**What the task asks:**
Please convert only the rows from the line containing "The locator SHOULD return, for each instance of the vuvuzela" up to and including the line containing "x=328 y=224" into a numbered list, leaving out any blank lines.

**Data extract:**
============================================================
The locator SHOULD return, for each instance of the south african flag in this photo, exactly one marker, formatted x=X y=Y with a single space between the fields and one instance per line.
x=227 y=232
============================================================
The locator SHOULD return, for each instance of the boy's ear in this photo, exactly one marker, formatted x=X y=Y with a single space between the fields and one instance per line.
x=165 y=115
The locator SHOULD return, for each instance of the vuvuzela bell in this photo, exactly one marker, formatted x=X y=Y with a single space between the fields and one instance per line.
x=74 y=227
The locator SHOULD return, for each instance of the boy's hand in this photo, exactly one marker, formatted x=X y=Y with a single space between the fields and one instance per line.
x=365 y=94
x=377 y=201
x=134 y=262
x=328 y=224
============================================================
**Full output:**
1. The locator SHOULD return, for each instance of the vuvuzela bell in this photo, exactly one marker, formatted x=X y=Y with a single space between the fields and one instance per line.
2. x=74 y=227
3. The locator SHOULD return, for each instance of the boy's hand in this photo, exactly one marker, formatted x=X y=Y with a single space between the fields and one instance per line.
4. x=365 y=94
5. x=377 y=201
6. x=134 y=262
7. x=328 y=224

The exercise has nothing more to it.